• TEXTE RETENU
Valéry Giscard d’Estaing s’installa tout seul à l’Élysée, son épouse Anne-Aymone jugeant les appartements privés trop exigus et trop mal agencés pour y loger avec ses quatre enfants. Ce qui laissait libre cours à la vie joyeuse du jeune président… Le 2 octobre 1974, alors qu’il rentrait à l’Élysée au petit matin en compagnie d’une belle actrice, sa Ferrari emboutit la camionnette d’un laitier. Au grand éclat de rire des journalistes de l’époque.
Pour François Mitterrand, l’Élysée fut un lieu de travail. Déchiré entre sa vie « officielle » rue de Bièvre au côté de son épouse Danielle et sa vie officieuse avec la maman de Mazarine, née six ans avant son élection, il n’avait pas vraiment le temps d’habiter le palais présidentiel.

• DONNÉES
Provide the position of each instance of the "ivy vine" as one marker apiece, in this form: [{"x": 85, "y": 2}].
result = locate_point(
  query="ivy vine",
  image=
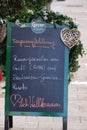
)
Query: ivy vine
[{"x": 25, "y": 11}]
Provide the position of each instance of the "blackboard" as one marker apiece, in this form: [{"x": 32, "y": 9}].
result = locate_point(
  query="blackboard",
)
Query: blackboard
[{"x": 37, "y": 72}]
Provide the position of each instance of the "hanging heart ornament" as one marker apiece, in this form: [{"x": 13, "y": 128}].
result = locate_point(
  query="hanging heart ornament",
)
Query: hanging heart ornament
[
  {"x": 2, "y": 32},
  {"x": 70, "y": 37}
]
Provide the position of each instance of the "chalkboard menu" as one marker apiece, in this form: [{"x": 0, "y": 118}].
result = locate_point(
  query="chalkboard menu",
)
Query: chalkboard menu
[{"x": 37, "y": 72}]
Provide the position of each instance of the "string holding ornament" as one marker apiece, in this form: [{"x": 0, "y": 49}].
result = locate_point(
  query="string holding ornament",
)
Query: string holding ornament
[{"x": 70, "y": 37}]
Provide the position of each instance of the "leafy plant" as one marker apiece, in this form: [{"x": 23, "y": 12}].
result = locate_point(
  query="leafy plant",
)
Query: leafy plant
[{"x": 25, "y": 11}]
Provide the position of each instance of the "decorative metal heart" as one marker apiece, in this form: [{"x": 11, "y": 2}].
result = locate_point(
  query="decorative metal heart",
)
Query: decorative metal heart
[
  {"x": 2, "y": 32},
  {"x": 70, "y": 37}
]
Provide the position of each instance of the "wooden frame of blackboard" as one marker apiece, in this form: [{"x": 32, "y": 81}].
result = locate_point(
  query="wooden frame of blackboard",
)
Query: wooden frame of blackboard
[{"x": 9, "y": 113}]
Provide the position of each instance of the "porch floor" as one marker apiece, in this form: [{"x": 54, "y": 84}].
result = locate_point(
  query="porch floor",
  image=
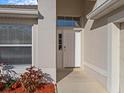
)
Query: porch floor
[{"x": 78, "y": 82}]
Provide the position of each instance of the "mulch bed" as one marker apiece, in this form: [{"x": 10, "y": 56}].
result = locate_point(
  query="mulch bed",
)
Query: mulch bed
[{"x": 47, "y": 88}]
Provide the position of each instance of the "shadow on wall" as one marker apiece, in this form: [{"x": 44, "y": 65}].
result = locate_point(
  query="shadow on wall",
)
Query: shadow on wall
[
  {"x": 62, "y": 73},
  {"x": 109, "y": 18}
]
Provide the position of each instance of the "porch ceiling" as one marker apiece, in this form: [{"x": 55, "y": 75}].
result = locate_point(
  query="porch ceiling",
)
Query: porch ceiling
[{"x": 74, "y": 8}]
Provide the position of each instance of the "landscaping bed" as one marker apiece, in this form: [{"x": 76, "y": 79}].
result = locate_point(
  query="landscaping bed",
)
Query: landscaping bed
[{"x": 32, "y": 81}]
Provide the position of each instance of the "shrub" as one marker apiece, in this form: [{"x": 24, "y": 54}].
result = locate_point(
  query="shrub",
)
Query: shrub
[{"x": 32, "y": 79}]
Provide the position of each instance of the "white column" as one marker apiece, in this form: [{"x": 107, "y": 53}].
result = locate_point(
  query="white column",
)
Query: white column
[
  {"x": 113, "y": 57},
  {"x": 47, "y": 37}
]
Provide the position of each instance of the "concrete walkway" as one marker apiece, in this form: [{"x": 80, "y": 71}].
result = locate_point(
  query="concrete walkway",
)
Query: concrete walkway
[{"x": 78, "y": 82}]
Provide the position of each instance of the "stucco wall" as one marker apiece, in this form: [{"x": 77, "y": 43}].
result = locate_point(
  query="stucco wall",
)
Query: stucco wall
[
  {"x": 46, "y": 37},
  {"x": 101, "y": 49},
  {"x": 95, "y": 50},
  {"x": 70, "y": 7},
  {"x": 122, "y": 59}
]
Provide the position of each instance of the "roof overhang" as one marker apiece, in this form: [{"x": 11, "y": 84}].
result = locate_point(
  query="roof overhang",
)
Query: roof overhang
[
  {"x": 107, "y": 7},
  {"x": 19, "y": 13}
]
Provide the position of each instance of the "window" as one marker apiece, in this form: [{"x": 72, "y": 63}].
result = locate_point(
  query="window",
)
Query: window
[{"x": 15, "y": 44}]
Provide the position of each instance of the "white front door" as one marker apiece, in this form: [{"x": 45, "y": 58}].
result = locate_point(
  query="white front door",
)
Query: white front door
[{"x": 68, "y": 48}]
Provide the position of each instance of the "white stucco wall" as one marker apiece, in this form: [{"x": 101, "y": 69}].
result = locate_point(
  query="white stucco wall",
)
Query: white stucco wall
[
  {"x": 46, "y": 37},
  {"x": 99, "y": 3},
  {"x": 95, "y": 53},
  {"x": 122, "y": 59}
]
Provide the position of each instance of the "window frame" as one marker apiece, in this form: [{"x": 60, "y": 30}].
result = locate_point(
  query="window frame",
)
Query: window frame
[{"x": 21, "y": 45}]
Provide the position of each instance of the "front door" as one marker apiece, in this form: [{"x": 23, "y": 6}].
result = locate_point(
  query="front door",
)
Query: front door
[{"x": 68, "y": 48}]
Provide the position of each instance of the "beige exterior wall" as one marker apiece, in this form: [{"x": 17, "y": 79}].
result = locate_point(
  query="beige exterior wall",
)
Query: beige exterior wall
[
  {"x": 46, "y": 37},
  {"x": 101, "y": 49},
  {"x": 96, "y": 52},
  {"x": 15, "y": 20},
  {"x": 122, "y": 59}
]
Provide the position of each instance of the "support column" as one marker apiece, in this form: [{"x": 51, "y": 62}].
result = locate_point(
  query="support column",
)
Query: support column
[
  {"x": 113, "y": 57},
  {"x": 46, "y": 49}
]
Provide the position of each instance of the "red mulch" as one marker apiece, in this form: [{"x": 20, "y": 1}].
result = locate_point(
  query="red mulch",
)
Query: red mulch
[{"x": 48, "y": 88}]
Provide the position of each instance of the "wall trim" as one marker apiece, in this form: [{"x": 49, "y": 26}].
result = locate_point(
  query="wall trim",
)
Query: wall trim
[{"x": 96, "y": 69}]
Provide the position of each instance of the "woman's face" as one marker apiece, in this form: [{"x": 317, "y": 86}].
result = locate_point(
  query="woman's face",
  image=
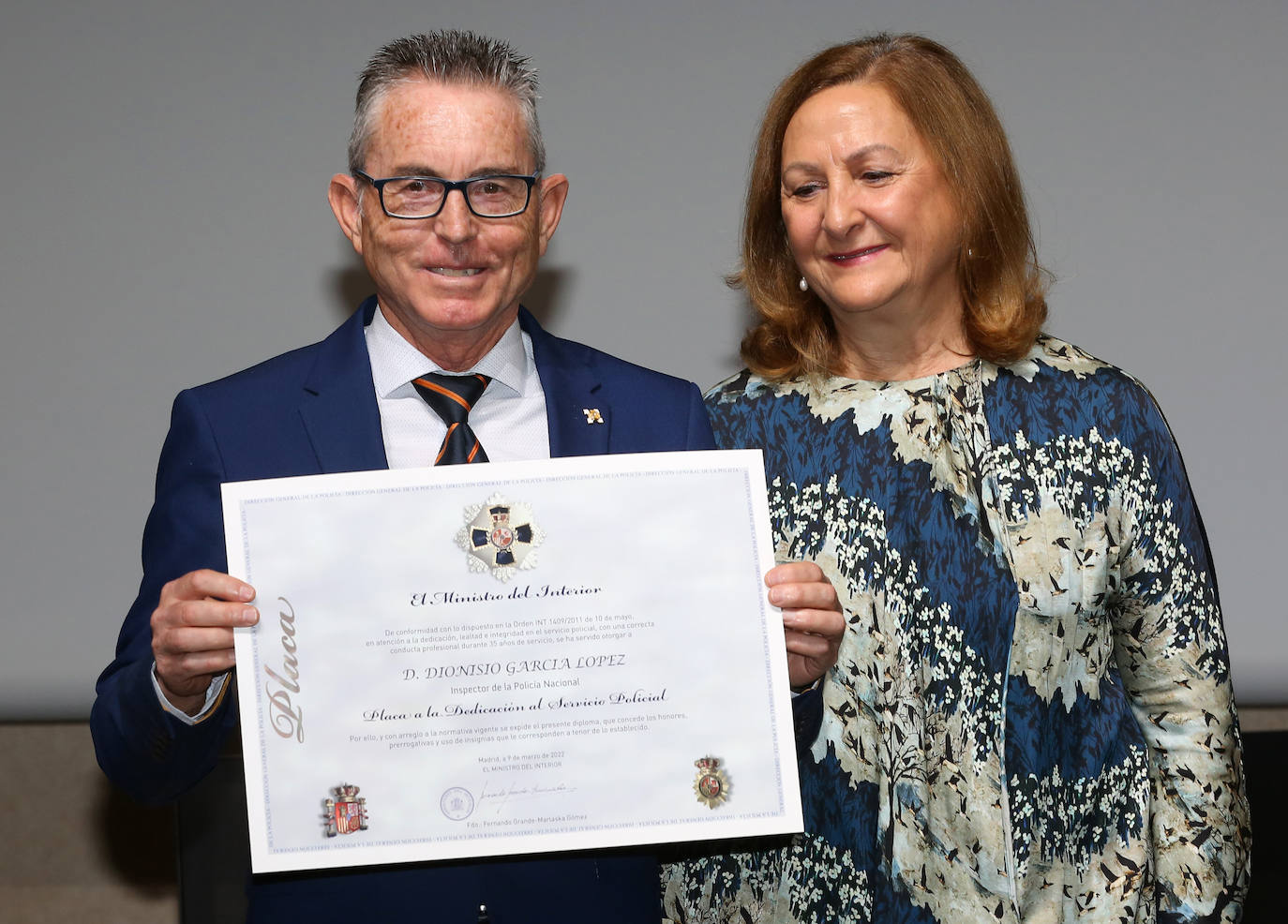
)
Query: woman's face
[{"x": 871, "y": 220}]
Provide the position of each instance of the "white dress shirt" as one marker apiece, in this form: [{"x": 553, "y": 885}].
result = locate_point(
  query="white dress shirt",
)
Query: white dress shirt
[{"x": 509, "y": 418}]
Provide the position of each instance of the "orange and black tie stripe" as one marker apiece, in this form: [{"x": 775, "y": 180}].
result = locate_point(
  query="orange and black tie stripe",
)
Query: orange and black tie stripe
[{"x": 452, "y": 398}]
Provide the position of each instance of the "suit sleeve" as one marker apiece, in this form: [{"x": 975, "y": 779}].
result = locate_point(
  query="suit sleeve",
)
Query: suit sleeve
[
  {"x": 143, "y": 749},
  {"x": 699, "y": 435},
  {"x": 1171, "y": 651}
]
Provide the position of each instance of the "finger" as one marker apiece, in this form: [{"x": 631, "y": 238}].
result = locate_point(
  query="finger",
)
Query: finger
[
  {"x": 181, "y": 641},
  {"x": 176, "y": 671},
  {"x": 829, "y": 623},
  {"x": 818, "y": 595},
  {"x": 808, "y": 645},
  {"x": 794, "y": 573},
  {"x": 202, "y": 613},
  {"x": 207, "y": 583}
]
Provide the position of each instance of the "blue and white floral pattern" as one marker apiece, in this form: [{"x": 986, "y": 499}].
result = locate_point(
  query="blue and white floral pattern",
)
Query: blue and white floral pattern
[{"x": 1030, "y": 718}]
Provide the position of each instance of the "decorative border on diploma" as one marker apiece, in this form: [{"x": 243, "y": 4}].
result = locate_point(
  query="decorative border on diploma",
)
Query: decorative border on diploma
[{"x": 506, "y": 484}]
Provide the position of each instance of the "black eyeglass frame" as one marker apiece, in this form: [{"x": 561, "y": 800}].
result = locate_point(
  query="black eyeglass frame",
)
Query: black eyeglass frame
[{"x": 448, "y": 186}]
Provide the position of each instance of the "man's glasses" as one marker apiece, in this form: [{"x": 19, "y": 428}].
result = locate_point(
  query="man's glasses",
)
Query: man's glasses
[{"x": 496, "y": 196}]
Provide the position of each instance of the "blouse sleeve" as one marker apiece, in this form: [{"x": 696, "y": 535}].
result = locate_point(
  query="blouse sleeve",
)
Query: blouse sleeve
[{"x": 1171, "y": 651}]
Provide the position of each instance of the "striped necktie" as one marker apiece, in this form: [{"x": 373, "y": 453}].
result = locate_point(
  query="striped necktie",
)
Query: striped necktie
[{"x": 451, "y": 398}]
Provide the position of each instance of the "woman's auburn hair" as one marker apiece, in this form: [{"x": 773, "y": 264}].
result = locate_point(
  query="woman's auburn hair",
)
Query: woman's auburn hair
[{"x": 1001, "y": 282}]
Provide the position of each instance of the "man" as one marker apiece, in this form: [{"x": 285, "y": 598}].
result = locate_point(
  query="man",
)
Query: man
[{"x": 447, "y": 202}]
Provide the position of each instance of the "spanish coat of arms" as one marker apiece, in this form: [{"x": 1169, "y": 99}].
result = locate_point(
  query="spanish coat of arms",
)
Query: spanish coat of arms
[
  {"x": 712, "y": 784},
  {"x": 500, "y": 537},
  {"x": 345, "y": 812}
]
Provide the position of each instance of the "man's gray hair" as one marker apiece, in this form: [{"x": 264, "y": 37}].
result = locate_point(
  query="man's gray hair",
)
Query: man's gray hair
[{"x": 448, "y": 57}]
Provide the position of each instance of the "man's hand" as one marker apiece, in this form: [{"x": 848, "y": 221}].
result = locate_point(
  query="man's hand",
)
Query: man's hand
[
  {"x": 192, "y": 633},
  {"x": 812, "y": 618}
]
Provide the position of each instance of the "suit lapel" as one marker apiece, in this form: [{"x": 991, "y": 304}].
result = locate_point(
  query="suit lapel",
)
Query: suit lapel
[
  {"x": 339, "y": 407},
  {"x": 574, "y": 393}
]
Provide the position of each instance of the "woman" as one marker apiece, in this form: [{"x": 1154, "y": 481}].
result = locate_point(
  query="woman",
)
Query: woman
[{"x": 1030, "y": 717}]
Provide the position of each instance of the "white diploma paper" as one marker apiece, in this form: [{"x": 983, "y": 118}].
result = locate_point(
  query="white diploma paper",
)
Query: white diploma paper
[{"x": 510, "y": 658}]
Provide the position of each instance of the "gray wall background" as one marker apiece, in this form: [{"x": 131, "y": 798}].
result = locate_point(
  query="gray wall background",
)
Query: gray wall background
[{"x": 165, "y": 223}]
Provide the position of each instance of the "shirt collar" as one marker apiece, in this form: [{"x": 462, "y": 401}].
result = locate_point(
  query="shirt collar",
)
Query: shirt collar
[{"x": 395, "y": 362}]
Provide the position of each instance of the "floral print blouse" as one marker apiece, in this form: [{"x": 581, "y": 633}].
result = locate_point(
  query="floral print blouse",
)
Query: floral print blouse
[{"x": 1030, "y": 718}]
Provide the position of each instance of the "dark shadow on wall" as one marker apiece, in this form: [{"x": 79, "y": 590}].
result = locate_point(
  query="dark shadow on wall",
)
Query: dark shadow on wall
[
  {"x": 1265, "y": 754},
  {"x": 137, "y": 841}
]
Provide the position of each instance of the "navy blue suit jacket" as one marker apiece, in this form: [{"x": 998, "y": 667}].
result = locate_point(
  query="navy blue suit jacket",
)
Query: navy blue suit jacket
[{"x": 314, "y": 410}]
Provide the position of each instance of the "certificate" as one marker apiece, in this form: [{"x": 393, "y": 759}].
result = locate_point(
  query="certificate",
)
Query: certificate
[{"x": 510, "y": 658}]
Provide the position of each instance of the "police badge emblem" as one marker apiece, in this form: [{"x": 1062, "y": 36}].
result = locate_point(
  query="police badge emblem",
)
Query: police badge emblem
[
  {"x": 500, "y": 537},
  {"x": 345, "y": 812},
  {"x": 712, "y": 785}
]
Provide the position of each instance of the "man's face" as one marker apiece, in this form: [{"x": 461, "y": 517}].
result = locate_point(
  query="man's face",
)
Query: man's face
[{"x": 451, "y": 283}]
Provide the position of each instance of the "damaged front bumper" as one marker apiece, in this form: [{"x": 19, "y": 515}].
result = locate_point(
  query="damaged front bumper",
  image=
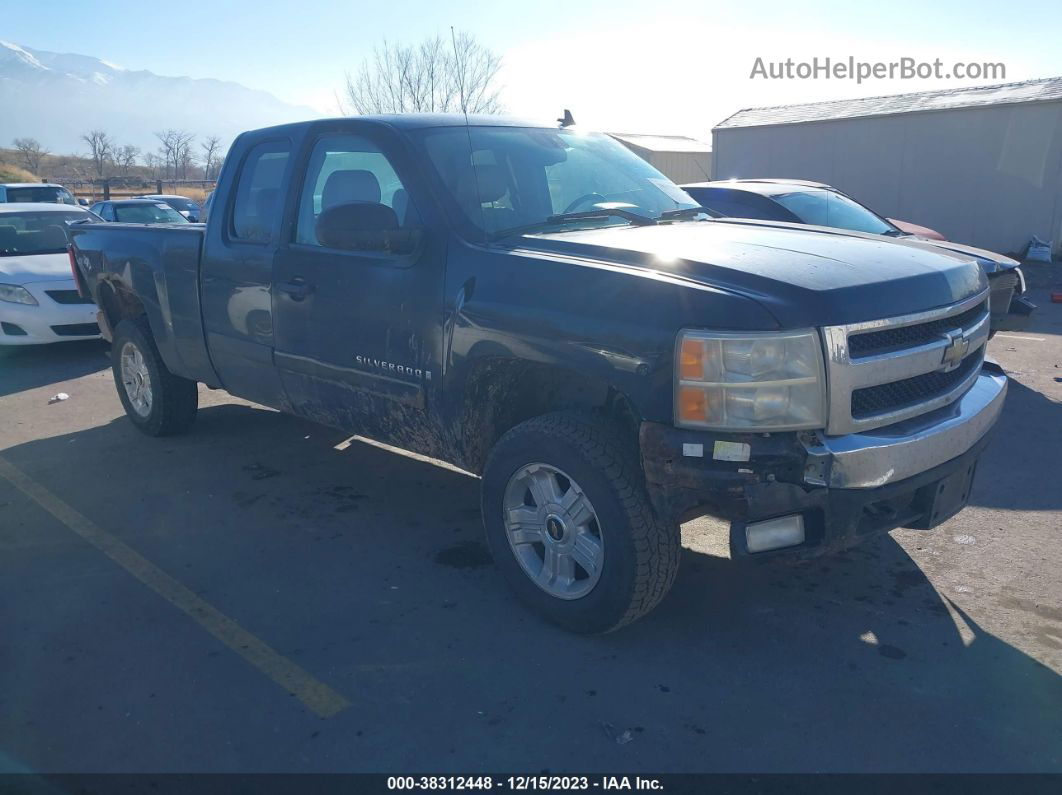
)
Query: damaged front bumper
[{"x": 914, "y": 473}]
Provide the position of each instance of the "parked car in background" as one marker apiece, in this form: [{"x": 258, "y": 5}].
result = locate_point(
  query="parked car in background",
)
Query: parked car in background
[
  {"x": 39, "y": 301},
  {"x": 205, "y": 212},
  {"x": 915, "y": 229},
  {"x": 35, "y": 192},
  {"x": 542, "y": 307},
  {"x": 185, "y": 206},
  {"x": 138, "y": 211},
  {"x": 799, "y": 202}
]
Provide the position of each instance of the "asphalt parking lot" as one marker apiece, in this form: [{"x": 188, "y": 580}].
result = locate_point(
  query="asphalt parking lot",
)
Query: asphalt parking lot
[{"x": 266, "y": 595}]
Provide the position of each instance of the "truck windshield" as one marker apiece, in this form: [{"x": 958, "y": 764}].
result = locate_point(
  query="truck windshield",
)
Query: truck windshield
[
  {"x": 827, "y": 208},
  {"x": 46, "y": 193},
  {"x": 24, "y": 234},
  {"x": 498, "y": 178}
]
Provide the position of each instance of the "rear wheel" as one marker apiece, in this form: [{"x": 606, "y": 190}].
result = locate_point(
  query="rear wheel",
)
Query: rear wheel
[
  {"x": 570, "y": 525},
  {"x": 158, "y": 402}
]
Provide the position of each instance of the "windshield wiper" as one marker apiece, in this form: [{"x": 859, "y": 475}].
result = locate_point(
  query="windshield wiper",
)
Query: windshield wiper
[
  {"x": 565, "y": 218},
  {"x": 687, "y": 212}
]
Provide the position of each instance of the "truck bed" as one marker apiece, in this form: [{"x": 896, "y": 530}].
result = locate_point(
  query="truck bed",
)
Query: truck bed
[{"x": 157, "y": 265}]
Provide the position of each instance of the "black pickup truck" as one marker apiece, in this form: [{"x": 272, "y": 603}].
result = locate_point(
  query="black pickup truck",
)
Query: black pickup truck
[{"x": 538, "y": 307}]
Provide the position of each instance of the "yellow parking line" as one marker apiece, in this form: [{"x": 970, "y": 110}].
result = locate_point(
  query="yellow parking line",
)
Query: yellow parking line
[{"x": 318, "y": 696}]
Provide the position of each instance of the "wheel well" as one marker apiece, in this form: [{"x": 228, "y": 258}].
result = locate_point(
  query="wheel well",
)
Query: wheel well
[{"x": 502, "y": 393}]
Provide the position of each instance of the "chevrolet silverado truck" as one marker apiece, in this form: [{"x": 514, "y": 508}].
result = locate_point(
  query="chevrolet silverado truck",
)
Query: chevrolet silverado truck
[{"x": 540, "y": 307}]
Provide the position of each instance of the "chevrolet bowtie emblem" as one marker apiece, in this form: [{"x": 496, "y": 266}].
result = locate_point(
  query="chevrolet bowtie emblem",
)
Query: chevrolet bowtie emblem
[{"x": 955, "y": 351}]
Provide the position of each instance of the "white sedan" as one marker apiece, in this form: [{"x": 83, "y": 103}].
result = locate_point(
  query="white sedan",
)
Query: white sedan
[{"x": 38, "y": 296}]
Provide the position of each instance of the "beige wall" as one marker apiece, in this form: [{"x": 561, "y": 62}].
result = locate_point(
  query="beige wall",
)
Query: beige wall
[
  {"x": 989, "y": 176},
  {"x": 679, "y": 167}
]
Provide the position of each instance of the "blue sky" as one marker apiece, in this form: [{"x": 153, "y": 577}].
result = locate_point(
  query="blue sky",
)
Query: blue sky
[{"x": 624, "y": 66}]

• LISTE DES TÂCHES
1. Répondez aux questions suivantes sur le texte consacré aux présidents à l'Élysée.
(a) Comment Anne-Aymone jugeait-elle les appartements privés de l'Élysée ?
(b) Qu'a embouti la Ferrari le 2 octobre 1974 ?
(c) Dans quelle rue se déroulait la vie « officielle » de François Mitterrand ?
2. Prolongez le texte consacré aux présidents à l'Élysée en reprenant après sa dernière phrase.

• RÉPONSES ATTENDUES
1.
(a) Trop exigus et trop mal agencés pour y loger avec ses quatre enfants.
(b) La camionnette d'un laitier.
(c) Rue de Bièvre.

2.
Jacques Chirac a sans doute été le chef de l’État qui a le plus apprécié l’endroit. En tout cas, il en a investi les appartements avec volupté. « Chirac a toujours habité là où il travaillait et travaillé là où il habitait », soulignait l’un de ses anciens conseillers. Ce fut vrai à la mairie de Paris comme à l’Élysée. Bernadette Chirac, elle, ne cache jamais la nostalgie que lui inspire le temps enfui, quand elle aménageait à son goût les jardins en fleurs du palais.
Quant à Nicolas Sarkozy, il semble tellement apprécier les fastes de la demeure qu’il s’y est marié avec Carla Bruni le 2 février 2008. Cérémonie intime qui se déroula au premier étage en présence d’une vingtaine de personnes seulement, la famille proche et une poignée d’amis.
— Je n’ai rien calculé, rien prévu. Je ne me suis jamais mariée avant. Je suis de culture italienne et je n’aimerais pas divorcer… Je suis donc la première dame jusqu’à la fin du mandat de mon mari, et son épouse jusqu’à la mort… Mon voyage de noces fut une promenade de vingt minutes dans le parc du château de Versailles. Merveilleux voyage de noces tout de même, déclara à la presse médusée la nouvelle locataire du palais.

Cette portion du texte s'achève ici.